■ Text:

Structured pruning: removing heads, layers, and channels
After this lesson you can decide whether structured pruning is worth attempting on your SLM, pick the right granularity (head / layer / channel), score importance on a calibration set, run the prune-then-recover workflow, and recognise when 4-bit quantization has already eaten the budget pruning would have given you.
Structured pruning is the version of pruning that actually shows up in wall-clock benchmarks. You pick a granularity — a whole attention head, a whole transformer layer, or a whole MLP channel — score every unit at that granularity for importance on a calibration set, drop the lowest-scoring ones until you hit a target size, then run a short SFT or distillation pass to recover the quality you just damaged. Done well, you get a model with smaller matrices, fewer FLOPs, lower memory, and a believable latency win. Done badly — especially without the recovery pass — you get a smaller model that's also dramatically worse, and you'll wish you'd just shipped the quantized original.

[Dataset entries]
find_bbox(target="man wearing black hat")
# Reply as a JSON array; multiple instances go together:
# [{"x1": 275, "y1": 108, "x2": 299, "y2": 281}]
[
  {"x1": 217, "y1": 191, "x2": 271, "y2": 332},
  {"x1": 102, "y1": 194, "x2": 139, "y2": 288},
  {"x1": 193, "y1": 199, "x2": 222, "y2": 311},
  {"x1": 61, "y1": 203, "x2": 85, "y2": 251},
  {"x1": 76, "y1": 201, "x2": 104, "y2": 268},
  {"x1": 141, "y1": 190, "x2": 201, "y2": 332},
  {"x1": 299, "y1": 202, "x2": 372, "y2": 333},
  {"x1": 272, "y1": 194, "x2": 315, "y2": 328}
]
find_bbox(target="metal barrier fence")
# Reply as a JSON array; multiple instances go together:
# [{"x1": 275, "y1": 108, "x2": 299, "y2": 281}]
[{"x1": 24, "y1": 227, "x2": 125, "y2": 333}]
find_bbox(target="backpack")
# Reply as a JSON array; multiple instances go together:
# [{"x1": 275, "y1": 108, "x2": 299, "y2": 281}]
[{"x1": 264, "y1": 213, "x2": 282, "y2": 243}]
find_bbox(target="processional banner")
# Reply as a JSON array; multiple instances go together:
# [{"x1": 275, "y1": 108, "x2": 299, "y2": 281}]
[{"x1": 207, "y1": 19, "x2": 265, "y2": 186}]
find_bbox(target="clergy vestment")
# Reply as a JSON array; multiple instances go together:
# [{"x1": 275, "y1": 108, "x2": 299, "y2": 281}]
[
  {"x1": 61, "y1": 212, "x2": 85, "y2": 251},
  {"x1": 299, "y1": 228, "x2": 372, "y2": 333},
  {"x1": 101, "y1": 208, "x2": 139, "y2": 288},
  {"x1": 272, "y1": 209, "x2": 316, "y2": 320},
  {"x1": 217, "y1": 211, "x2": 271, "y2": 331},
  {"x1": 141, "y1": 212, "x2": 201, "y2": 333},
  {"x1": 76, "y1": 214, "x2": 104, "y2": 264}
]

■ Your tasks:
(a) In the structured pruning text, what is run after dropping the lowest-scoring units to recover the lost quality?
(b) Proceed with the structured pruning text, picking up after its final sentence.

■ Written answers:
(a) A short SFT or distillation pass.

(b)
What structured pruning actually does
"Structured" means the unit you remove is a whole tensor-aligned block, not an individual scalar weight. There are three common granularities, listed coarsest to finest:
- Layer pruning. Drop entire transformer blocks. The model goes from N layers to N − k. Coarsest cut, biggest absolute speed-up per unit pruned, and the easiest to implement — you literally delete blocks from
model.model.layers. ShortGPT and similar layer-importance studies show that, in many trained LLMs, several middle layers can be removed with surprisingly little quality loss before recovery. - Head pruning. Remove whole attention heads inside each block. With H heads of dimension d_head, you're shrinking the Q/K/V projections from
H · d_headback to(H − k) · d_head. The shapes ofq_proj,k_proj,v_proj, ando_projall change consistently. Real wins, finer-grained than layer pruning. - Channel / MLP-width pruning. Inside each MLP block, the intermediate dimension d_ff shrinks.
up_projandgate_projlose output rows;down_projloses input columns. Because MLPs hold the bulk of an SLM's parameters (often 60–70% in modern Llama-style architectures), MLP-width pruning is where most of the parameter savings come from.
All three cases end with smaller matrices. nn.Linear(4096, 11008) becomes nn.Linear(4096, 8192). PyTorch sees a smaller tensor; cuBLAS does a smaller matmul; the inference engine runs faster. This is the win that matters.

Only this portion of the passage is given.